## Parts of the exercise
A: In the anomaly detection pipeline overview, what are the two ways pipelines can be created?
B: Rewrite the part of the anomaly detection pipeline overview starting with "The main component" and going on through "the actual computation).", swapping "framework" for "library".

## Text section
----------------------------------------

Overview

The main component of the anomaly detection framework. The pipeline contains the logical definitions of the pipeline components (not the the actual computation).

/**
 * a container class for defining anomaly detection pipeline components
 * @param colKey         name of the column to be tracked by this pipeline
 * @param windowStrategy defines how to window the data stream
 * @param windowRefStrategy defines which windows a the detection model will use as reference
 * @param aggrFactory  used for creating new data windows
 * @param anomalyModel   model for deciding when data in a window is considered an anomaly
 */
case class AnomalyPipeline(colKey: String,
  windowStrategy: WindowStrategy,
  windowRefStrategy: WindowRefStrategy,
  aggrFactory: DataAggregationFactory,
  anomalyModel: DetectionModel)

Pipelines can be created directly or with a builder. The builder is just syntactic sugar for creating multiple pipelines:

val categoricalPipe = PipelineBuilder()

----------------------------------------

## Information provided
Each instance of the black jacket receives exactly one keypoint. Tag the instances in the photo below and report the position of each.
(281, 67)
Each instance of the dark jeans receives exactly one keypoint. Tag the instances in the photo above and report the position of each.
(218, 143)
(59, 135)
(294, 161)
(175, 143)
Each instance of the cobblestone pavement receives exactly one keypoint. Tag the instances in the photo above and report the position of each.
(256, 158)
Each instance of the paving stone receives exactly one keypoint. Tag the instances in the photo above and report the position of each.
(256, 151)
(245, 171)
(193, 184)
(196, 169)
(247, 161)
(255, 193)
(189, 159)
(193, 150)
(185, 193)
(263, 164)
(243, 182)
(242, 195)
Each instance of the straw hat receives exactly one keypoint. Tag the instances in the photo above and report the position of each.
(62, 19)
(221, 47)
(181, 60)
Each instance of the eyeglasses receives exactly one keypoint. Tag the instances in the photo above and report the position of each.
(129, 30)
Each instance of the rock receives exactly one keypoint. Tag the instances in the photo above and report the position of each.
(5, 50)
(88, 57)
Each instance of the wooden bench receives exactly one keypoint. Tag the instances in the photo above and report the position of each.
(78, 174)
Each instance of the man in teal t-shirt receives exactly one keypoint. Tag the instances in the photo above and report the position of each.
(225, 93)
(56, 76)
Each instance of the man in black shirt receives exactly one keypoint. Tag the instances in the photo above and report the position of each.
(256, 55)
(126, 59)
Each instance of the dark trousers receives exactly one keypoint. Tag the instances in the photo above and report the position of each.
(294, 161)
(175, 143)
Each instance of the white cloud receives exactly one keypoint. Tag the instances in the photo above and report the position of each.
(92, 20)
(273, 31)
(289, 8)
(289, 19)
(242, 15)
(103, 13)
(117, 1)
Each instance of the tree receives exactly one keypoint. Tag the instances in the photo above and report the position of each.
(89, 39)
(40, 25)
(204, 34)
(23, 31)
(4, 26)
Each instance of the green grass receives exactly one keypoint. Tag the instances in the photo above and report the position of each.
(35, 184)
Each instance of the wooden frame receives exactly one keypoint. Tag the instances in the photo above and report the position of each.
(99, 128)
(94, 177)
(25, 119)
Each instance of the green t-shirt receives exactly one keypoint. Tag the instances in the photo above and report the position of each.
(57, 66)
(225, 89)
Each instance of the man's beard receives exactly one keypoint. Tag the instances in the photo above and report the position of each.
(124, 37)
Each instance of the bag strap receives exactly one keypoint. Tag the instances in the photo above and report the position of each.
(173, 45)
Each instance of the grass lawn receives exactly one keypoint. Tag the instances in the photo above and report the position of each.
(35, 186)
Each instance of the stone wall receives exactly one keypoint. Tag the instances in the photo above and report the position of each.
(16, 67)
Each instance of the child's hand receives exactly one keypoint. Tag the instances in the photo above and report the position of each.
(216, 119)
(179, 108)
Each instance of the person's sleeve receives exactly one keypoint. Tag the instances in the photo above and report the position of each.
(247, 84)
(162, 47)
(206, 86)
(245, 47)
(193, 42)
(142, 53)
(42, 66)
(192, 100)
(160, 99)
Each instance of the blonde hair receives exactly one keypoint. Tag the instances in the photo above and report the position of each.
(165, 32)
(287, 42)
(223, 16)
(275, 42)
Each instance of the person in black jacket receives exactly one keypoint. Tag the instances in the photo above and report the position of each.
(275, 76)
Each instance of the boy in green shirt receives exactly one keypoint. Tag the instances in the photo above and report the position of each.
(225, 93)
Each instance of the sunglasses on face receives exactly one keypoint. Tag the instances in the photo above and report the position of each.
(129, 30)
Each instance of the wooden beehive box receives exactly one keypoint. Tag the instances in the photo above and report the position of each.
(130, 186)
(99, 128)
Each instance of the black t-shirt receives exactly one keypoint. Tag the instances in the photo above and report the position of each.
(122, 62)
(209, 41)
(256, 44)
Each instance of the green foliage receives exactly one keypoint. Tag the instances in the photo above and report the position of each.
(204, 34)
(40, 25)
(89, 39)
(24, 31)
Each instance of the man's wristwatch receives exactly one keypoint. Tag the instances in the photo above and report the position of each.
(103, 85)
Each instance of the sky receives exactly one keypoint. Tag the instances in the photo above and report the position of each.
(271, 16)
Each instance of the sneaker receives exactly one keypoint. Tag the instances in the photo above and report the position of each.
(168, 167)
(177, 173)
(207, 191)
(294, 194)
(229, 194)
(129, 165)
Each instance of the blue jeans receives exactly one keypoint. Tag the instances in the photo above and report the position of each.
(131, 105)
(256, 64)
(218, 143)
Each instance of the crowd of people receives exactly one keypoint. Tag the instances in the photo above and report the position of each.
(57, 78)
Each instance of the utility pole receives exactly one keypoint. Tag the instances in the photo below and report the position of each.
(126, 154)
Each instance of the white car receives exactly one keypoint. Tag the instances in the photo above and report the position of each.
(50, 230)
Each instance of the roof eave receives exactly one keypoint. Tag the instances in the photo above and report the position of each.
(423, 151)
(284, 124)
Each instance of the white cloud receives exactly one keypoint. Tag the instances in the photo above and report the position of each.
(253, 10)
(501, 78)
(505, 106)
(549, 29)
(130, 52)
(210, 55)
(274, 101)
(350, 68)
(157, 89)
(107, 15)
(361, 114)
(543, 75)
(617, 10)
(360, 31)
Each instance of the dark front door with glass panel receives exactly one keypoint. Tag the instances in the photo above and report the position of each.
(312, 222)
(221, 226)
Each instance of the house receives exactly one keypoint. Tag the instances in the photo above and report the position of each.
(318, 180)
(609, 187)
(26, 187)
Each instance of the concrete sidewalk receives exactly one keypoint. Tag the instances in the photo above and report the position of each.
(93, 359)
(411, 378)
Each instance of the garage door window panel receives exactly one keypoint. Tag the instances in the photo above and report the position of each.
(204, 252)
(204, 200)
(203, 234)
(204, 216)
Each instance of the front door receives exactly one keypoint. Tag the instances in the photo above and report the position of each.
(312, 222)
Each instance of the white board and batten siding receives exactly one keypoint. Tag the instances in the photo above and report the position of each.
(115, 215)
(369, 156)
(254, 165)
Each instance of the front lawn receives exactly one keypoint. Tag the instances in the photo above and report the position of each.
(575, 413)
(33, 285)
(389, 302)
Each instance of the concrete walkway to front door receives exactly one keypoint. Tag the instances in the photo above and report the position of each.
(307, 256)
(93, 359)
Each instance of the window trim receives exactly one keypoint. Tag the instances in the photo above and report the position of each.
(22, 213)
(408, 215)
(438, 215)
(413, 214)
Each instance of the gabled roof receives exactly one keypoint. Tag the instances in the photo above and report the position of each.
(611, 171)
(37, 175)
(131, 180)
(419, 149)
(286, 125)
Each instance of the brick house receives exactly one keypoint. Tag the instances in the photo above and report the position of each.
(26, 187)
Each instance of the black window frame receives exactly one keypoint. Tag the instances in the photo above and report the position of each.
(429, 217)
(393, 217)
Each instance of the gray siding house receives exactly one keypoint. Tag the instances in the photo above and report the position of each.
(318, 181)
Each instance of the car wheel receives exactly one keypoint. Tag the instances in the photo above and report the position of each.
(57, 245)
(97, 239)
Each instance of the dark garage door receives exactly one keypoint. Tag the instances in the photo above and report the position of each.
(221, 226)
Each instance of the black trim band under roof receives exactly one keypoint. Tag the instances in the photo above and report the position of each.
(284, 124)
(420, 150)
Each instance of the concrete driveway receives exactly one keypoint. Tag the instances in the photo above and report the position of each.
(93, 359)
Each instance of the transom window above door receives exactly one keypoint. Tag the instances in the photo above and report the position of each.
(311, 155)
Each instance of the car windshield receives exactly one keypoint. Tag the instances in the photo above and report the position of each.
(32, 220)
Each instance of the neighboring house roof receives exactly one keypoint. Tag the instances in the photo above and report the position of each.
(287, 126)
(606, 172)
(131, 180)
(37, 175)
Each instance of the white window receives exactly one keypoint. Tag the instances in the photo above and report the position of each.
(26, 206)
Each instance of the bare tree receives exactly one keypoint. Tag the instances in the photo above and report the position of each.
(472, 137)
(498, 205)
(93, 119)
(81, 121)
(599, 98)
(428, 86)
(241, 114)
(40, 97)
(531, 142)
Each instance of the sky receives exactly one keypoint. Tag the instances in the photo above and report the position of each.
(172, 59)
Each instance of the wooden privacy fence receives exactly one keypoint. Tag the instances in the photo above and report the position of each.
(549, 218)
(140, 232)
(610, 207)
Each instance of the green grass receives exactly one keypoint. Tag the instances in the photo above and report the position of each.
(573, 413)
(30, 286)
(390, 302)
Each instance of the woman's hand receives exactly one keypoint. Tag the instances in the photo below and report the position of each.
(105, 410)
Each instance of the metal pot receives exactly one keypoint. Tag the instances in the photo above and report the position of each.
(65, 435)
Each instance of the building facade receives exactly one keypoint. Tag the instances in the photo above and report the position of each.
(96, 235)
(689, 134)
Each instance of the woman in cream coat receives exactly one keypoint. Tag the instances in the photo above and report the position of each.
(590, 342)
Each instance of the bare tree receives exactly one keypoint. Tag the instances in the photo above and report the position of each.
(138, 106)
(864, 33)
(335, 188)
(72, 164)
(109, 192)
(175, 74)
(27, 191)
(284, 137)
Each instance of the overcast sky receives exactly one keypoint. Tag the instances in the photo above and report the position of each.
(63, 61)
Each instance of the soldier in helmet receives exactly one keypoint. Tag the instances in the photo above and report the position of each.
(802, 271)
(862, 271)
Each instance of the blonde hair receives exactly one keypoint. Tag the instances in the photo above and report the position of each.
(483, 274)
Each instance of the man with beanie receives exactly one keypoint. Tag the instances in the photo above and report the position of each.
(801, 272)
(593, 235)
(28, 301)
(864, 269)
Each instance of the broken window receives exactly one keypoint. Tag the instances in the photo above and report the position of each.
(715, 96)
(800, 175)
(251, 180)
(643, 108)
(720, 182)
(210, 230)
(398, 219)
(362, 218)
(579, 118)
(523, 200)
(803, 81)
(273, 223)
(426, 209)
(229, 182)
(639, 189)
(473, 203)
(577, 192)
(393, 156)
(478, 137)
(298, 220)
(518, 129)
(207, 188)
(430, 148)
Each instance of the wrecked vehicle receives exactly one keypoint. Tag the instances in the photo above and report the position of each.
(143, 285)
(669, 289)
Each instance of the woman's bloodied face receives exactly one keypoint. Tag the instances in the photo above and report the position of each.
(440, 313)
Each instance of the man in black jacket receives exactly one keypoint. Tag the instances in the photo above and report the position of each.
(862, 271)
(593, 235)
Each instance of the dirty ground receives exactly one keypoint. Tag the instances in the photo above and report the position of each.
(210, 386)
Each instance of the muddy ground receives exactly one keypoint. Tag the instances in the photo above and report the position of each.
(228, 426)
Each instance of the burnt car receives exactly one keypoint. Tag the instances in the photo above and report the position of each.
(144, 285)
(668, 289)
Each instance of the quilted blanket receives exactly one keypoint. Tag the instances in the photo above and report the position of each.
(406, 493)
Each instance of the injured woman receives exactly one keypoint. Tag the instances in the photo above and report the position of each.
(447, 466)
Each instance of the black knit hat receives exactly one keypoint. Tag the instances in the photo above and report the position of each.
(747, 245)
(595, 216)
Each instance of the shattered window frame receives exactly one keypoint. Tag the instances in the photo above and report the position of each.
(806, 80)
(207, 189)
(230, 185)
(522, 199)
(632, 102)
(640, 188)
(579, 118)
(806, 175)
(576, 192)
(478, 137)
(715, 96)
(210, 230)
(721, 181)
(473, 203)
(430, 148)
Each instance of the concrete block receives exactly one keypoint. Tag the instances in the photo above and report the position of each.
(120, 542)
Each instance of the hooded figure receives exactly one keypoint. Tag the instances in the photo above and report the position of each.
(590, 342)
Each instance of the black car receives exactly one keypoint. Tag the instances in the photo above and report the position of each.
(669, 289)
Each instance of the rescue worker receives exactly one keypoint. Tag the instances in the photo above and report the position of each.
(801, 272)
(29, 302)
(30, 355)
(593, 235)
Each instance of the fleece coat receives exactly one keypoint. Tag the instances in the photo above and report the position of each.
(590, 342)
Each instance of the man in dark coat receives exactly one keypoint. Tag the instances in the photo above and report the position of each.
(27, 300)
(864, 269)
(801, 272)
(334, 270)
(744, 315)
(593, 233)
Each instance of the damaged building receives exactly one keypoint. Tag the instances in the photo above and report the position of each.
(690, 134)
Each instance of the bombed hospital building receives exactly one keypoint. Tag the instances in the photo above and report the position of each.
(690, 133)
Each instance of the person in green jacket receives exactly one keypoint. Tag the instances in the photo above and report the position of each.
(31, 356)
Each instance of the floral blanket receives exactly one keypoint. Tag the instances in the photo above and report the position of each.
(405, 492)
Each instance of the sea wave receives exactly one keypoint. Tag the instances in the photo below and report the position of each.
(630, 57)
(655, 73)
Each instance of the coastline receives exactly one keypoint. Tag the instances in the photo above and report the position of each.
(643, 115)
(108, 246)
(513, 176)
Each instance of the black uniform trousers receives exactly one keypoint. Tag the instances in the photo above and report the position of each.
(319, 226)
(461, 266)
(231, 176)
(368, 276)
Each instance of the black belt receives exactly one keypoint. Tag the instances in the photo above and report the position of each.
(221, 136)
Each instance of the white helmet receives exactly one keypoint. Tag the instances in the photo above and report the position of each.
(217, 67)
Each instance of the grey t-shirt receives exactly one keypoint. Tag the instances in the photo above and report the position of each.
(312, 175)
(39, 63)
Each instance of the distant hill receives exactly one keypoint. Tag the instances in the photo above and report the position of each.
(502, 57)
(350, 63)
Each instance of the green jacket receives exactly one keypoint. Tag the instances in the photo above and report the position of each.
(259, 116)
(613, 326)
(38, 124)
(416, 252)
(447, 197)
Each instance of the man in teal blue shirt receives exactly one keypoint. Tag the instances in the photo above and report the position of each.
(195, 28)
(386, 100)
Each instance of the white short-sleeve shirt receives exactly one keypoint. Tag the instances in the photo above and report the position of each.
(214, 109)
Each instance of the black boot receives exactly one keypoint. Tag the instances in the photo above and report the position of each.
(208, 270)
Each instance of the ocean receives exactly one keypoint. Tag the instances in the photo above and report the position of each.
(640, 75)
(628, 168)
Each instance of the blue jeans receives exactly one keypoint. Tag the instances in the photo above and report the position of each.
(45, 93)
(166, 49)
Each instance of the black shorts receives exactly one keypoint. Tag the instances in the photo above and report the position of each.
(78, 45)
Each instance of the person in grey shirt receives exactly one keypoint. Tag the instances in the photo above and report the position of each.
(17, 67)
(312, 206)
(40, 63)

----------------------------------------

## Exercise answers
A: Directly or with a builder.

B:
The main component of the anomaly detection library. The pipeline contains the logical definitions of the pipeline components (not the the actual computation).